Cover image for Do the right thing [videorecording (Blu-ray)]
Do the right thing [videorecording (Blu-ray)]
Physical Description:
2 videodiscs (120 min.) : sound, color ; 4 3/4 in.
It's the hottest day of the year in the Bedford-Stuyvesant neighborhood of Brooklyn. Tensions are growing, with the only local businesses being a Korean grocery and Sal's Pizzeria. Mookie is Sal's delivery boy. Radio Raheem has the letters of love and hate written on his hands. He is defiant and together with a motivated Buggin Out, push Sal and his sons to their breaking point. The cops intervene, using force and brutality to apprehend the large Radio Raheem. He is unwilling to succumb to the over-excessive brutality of the police and the racist views of Sal and his family. The overzealous police officers don't understand the repercussions of the violence they just unleashed. The neighbors band together to protest this extreme form of pure, toxic bigotry. Mob mentality takes over and the other local non-African American store owners become threatened. Tempers flare and rage is in the air.
System Details Note:
Blu-ray, wide screen (1.85:1) presentation; 5.1 surround DTS-HD Master Audio; requires Blu-ray player.
Target Audience Note:
Rating: R.
Video disc
Production, Publication, Distribution, Manufacture, and Copyright Notice:
[Universal City, Calif.] : Universal Studios Home Entertainment, [2019]
General Note:
Title from sell sheet.

Originally released as a motion picture in 1989.

Wide screen (1.85:1).

Special features: new 4K digital restoration; audio commentary from 1995 featuring director Spike Lee, cinematographer, Ernest Dickerson, production designer Wynn Thomas, and actor Joie Lee; introductions by Lee; Making "Do the right thing," a documentary from 1988 by St. Clair Bourne; new interviews with costume designer Ruth E. Carter, camera assistant Darnell Martin, New York City Council member Robert Cornegy Jr., and writer Nelson George; interview with editor Barry Alexander Brown from 2000; programs from 2000 and 2009 featuring Lee and members of the cast and crew; Twenty years later, an interview program from 2009 featuring Lee and members of the cast and crew; music video for Public Enemy's "Fight the power," directed by Lee, with remarks from rapper Chuck D; behind-the-scenes footage; Cannes Film Festival press conference from 1989; deleted and extended scenes; original storyboards, trailer, and TV spots; an essay by critic Vinson Cunningham and extensive excerpts from the journal Lee kept during the preparation for and production of the film.

Point-per-instance localization data →

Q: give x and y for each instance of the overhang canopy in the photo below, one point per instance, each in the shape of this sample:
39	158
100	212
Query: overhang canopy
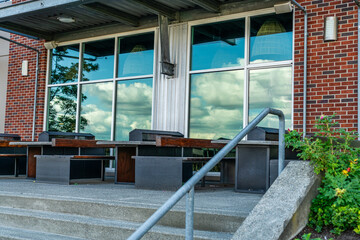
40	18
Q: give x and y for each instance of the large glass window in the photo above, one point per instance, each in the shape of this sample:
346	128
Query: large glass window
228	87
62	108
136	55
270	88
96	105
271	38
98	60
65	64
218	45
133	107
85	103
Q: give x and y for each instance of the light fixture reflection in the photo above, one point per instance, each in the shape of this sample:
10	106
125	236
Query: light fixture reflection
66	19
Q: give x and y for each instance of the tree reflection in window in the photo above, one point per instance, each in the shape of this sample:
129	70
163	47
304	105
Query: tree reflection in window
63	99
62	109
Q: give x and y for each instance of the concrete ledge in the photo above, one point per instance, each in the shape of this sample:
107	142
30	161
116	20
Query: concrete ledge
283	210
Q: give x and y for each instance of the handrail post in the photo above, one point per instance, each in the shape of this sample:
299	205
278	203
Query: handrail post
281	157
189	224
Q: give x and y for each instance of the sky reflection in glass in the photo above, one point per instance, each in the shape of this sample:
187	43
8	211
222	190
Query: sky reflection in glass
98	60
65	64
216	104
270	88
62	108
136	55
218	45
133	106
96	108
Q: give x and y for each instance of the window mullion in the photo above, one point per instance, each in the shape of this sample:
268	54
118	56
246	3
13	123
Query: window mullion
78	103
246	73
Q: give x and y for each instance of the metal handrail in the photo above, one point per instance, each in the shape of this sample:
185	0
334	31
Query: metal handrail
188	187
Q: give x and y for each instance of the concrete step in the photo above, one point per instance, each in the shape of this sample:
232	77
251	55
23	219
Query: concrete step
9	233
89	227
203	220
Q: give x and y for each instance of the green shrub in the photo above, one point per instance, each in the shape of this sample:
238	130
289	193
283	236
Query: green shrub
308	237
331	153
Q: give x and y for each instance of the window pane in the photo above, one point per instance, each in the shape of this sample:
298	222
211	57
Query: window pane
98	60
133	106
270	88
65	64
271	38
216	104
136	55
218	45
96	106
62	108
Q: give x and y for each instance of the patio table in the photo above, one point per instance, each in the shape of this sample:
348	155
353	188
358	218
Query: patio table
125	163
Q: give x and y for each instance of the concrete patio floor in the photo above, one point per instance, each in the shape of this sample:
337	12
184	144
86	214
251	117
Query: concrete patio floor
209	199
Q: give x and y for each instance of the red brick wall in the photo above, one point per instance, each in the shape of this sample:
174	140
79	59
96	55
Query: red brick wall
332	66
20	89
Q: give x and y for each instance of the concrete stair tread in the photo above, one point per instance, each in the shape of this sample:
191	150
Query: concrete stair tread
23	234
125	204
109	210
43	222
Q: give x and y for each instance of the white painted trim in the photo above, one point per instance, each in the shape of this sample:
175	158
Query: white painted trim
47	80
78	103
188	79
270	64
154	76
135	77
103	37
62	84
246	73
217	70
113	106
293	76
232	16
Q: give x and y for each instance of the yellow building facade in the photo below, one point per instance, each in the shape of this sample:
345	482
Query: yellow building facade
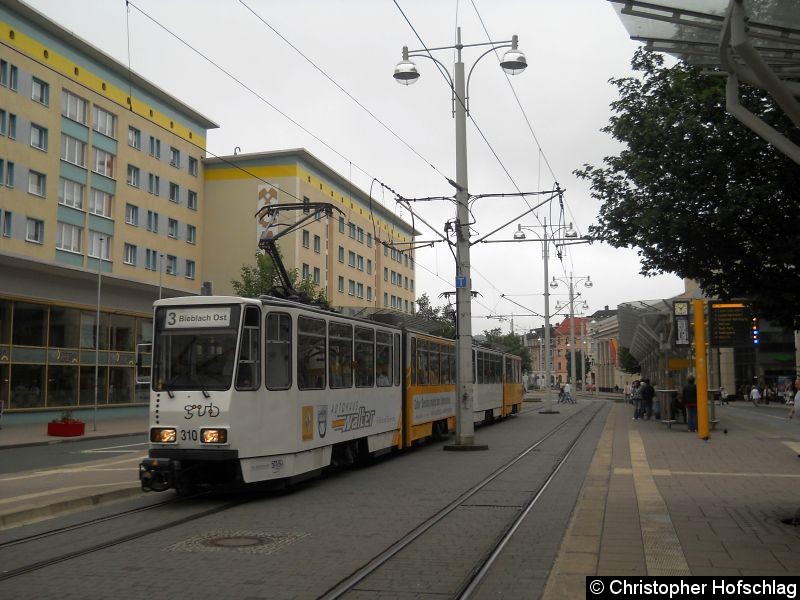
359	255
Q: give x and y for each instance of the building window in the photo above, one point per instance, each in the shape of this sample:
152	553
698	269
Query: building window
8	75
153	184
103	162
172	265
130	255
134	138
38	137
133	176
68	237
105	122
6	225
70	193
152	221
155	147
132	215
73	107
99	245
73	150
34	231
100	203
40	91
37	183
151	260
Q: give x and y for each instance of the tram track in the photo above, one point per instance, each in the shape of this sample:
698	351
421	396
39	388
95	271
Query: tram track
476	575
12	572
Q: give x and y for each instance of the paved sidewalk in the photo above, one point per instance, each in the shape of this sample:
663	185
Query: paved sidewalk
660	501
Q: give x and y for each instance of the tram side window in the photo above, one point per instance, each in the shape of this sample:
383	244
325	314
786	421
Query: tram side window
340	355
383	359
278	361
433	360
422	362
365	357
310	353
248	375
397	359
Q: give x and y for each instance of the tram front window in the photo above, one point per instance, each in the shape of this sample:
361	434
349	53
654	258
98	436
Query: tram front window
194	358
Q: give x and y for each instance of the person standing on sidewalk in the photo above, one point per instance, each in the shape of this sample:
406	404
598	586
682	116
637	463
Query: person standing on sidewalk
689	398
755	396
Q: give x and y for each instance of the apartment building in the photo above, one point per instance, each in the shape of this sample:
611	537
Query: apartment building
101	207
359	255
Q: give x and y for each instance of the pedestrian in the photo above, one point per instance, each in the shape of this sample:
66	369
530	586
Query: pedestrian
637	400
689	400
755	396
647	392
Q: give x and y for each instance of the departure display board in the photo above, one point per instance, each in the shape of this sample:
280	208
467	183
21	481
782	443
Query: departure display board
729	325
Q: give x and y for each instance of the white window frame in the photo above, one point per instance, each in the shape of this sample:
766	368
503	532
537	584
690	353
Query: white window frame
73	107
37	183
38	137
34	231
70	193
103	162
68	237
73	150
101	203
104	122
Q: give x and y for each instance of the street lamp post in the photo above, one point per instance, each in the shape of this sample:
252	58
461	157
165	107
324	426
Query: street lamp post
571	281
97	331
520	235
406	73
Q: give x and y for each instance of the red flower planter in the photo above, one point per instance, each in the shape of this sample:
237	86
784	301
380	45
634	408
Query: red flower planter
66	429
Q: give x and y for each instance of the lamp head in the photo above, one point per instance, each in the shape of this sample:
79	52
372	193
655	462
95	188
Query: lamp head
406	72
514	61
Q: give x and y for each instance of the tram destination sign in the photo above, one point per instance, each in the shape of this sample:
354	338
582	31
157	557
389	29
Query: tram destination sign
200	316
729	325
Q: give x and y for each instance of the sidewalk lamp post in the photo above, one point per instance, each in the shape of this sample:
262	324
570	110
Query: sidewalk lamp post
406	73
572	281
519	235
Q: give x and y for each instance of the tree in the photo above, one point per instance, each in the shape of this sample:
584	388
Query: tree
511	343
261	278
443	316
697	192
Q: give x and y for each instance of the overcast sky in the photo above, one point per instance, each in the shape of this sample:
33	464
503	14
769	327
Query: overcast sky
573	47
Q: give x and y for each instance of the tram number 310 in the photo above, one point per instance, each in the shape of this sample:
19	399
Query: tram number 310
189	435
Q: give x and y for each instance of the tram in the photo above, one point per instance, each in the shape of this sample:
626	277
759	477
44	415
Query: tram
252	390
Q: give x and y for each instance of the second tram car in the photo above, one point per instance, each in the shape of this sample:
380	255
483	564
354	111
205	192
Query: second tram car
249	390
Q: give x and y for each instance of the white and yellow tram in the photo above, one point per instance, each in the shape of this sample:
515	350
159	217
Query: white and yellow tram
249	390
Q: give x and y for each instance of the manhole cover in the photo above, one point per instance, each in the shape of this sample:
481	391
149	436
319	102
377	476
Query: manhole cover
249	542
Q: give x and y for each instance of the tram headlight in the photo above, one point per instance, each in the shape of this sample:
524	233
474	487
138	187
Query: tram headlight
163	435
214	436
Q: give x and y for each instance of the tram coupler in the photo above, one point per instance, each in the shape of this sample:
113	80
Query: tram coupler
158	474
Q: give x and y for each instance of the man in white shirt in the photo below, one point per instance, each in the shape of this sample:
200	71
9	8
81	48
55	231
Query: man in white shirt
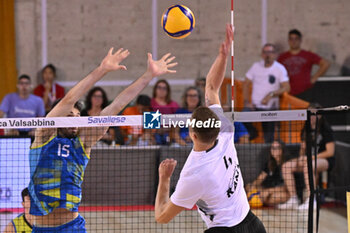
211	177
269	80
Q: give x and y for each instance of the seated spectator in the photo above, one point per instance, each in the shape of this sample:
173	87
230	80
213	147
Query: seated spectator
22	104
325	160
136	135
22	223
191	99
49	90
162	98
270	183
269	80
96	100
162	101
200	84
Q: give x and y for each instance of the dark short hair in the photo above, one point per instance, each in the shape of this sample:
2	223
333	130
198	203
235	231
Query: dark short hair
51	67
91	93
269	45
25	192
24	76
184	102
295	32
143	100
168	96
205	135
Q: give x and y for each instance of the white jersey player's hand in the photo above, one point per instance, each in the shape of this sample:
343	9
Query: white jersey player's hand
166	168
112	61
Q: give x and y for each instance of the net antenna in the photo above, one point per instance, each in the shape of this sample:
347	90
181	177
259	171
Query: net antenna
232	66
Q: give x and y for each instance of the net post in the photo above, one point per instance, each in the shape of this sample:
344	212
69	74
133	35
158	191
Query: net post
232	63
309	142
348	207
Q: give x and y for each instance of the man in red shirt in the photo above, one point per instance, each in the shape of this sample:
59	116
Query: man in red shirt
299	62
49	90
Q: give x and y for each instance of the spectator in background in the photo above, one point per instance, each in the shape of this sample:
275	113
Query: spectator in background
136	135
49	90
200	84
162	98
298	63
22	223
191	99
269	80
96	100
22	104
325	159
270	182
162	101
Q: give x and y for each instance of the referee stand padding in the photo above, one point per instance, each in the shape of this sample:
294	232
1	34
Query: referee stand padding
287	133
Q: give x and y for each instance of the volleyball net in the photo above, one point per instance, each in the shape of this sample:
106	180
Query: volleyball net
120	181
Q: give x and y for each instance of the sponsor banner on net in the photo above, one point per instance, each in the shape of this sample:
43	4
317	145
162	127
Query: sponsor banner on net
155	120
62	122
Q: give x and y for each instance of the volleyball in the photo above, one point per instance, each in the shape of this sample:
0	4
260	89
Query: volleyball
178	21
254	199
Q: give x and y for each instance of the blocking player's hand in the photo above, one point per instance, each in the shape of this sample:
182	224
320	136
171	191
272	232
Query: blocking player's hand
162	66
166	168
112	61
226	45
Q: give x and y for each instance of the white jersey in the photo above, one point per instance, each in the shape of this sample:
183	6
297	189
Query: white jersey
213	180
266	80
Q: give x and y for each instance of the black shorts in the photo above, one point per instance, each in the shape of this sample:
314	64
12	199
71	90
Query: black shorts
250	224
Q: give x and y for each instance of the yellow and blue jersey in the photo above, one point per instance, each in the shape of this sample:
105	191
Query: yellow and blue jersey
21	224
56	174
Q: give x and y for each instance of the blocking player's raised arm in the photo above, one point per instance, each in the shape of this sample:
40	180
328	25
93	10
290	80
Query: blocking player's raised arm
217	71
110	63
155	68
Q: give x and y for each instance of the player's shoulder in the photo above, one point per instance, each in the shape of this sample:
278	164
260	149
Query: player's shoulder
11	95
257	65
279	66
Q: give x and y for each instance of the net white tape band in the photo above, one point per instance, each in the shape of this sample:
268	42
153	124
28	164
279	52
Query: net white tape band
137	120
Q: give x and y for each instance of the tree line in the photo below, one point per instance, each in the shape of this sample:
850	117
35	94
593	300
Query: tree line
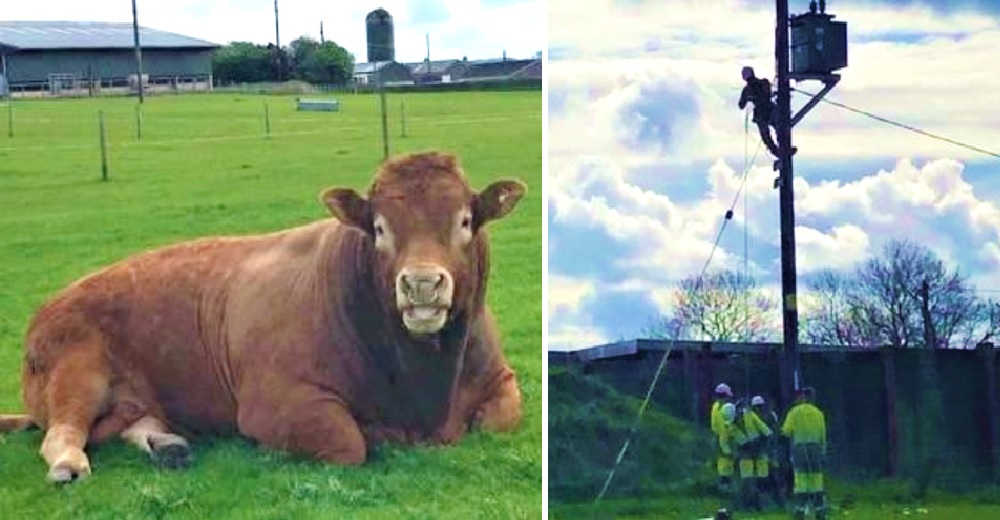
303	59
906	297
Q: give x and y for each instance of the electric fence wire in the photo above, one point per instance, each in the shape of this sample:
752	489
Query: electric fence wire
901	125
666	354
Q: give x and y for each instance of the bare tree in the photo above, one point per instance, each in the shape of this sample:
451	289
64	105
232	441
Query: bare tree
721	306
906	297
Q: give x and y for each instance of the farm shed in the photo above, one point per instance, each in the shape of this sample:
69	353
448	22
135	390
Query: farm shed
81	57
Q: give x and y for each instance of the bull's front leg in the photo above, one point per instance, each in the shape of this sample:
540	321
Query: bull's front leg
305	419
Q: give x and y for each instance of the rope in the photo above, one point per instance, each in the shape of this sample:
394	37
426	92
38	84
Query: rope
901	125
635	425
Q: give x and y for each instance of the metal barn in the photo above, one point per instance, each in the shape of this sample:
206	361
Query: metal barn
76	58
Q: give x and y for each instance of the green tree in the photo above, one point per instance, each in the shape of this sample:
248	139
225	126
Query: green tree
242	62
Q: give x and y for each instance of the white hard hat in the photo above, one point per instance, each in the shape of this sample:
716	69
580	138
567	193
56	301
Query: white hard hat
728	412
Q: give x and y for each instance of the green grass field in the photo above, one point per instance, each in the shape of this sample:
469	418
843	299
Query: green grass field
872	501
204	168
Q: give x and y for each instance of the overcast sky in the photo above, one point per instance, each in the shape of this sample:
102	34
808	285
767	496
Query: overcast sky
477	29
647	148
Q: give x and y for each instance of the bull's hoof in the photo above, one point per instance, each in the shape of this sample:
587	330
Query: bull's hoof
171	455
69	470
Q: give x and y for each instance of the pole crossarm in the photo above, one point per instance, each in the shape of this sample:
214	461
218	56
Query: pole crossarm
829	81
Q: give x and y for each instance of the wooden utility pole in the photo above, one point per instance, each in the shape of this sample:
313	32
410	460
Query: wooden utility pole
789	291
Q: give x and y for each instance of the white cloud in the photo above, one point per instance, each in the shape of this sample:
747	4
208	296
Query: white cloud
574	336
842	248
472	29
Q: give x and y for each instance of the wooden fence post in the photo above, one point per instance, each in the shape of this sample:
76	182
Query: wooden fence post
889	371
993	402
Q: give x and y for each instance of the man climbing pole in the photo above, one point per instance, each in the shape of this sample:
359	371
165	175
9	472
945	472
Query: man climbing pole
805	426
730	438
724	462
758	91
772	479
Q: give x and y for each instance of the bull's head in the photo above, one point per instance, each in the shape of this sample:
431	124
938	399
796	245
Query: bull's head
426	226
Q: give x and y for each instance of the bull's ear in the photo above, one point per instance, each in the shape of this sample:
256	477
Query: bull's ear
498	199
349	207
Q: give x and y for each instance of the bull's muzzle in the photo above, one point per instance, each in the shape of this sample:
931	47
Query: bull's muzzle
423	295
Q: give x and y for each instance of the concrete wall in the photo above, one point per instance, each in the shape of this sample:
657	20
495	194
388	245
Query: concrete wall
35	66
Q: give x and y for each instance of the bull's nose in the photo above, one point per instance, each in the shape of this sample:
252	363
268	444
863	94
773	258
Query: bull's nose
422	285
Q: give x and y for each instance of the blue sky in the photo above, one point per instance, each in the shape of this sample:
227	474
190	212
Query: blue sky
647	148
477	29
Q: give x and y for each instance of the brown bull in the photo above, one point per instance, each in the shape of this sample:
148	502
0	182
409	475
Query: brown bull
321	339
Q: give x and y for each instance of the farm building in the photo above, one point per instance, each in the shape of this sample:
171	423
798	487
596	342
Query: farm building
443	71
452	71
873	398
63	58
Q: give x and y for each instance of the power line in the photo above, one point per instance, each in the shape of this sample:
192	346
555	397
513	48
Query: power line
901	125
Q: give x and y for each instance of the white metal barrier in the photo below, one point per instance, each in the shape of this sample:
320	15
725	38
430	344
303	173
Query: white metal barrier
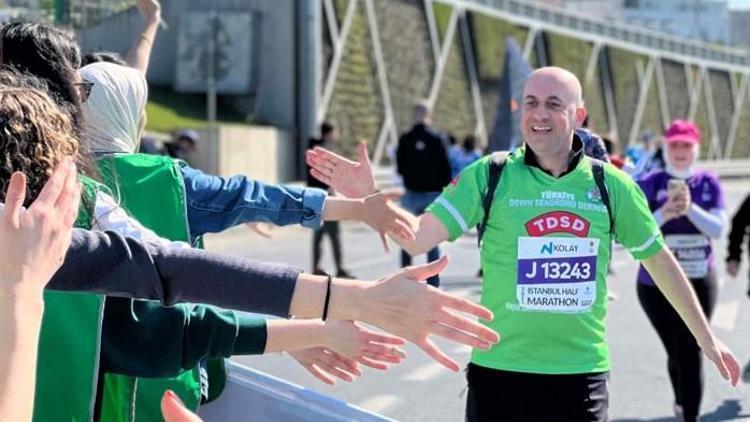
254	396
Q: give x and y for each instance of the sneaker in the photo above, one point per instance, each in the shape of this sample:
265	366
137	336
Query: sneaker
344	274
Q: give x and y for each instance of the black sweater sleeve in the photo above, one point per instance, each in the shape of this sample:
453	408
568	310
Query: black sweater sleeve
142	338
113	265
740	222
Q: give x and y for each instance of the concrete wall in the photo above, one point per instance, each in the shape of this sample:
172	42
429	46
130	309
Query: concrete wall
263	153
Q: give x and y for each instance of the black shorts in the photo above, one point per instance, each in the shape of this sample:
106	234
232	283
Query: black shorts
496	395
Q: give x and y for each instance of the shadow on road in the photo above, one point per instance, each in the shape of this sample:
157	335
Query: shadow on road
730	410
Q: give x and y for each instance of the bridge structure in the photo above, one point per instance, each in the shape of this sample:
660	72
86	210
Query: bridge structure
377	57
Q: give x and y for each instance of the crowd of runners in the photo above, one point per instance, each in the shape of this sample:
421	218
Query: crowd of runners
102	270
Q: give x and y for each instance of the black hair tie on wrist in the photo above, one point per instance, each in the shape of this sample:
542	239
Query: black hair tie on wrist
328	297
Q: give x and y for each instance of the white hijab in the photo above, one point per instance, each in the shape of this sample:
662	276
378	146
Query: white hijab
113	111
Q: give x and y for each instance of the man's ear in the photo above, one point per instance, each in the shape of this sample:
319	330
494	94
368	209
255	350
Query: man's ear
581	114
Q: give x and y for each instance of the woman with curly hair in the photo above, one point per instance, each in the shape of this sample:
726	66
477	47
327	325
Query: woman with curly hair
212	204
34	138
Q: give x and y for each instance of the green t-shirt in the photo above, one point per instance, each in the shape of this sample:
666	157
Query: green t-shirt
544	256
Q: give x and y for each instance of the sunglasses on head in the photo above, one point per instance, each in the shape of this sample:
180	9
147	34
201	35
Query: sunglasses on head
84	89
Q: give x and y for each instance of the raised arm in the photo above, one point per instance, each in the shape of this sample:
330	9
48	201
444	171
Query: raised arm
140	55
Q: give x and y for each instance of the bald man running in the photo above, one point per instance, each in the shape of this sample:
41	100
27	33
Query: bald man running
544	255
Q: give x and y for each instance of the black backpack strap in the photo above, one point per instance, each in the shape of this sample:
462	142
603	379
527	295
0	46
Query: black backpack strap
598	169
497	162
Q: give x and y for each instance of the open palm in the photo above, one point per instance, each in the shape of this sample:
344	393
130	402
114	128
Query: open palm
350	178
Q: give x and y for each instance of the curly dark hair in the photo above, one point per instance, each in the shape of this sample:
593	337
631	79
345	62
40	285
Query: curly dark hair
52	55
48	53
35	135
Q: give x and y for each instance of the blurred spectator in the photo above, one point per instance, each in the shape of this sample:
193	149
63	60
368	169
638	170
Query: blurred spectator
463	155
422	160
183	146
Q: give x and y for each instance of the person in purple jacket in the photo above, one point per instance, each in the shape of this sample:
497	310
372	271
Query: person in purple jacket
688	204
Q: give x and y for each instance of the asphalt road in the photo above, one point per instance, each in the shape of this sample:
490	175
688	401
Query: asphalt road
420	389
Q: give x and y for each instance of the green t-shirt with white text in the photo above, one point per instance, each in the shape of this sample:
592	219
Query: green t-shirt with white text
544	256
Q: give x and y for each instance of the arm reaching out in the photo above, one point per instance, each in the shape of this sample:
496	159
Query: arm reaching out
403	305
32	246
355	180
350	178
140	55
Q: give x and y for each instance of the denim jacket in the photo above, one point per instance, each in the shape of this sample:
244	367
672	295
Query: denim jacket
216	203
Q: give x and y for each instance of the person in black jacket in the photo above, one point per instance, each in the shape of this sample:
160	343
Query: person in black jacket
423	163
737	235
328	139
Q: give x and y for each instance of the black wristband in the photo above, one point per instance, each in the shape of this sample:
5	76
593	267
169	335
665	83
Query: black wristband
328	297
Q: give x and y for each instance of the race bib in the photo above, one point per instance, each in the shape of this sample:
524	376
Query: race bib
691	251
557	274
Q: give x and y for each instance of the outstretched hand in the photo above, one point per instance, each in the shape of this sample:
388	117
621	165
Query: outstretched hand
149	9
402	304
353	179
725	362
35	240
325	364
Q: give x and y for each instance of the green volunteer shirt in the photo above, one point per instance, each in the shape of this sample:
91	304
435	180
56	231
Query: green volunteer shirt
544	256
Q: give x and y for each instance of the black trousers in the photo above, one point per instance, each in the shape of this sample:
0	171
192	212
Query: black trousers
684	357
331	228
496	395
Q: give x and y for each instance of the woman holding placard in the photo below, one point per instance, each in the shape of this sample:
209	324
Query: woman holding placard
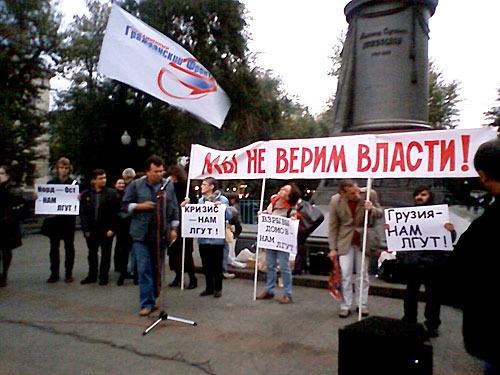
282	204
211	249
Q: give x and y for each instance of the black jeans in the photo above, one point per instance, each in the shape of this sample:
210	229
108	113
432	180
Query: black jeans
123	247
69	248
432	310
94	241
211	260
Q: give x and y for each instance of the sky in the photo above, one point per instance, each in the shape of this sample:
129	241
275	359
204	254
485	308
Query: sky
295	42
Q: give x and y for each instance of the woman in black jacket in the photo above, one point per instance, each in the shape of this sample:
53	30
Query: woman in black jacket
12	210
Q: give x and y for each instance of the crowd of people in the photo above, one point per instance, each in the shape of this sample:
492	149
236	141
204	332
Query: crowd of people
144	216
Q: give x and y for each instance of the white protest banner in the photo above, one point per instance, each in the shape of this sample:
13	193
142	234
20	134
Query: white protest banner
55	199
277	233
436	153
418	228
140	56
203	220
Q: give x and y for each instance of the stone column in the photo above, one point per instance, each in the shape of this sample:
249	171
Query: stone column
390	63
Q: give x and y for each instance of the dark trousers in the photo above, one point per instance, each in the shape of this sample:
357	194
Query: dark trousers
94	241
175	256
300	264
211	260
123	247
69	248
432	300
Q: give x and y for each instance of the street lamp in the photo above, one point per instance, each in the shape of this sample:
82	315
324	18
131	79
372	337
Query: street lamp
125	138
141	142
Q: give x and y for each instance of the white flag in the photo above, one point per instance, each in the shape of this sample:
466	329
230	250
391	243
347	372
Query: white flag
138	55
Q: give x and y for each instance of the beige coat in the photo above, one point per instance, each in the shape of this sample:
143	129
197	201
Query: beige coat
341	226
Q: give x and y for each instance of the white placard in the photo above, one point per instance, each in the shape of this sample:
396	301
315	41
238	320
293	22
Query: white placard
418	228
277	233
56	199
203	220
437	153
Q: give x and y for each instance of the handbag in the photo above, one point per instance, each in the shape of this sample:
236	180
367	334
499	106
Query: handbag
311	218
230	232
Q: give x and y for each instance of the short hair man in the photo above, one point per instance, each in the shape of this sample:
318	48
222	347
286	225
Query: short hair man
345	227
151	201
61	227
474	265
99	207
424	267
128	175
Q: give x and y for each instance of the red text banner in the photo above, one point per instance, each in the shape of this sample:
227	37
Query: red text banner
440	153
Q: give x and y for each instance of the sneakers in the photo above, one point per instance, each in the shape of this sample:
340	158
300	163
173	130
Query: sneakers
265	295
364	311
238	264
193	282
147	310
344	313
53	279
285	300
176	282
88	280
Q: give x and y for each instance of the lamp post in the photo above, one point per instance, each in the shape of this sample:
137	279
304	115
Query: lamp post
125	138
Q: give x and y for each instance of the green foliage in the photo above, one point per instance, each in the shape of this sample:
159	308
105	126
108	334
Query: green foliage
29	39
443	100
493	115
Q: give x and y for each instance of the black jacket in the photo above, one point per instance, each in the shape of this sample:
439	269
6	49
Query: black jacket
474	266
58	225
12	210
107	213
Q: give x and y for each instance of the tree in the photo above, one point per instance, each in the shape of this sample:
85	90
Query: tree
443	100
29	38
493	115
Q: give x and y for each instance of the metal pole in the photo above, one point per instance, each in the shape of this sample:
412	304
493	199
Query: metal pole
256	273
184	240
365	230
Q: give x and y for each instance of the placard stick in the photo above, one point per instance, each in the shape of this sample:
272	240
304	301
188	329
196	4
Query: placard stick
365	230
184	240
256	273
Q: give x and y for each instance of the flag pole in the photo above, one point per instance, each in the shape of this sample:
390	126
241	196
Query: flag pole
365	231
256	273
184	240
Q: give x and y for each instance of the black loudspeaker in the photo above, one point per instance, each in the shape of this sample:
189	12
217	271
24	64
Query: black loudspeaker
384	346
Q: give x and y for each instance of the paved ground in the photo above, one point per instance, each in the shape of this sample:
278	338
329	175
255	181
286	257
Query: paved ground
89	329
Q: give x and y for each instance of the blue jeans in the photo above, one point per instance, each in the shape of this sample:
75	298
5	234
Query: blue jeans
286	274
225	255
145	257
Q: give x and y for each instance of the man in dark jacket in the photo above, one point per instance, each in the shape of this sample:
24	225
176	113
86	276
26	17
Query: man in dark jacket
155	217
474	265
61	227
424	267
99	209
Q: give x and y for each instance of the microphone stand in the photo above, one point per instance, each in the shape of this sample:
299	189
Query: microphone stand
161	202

Assigned task A →
In the catalog record, in what year was the film first released as a motion picture?
Assigned task B →
Please reproduce the part of the catalog record starting with "Cover image for" and going on through "color ; 4 3/4 in.".

Written solution A →
1989

Written solution B →
Cover image for Do the right thing [videorecording (Blu-ray)]
Do the right thing [videorecording (Blu-ray)]
Physical Description:
2 videodiscs (120 min.) : sound, color ; 4 3/4 in.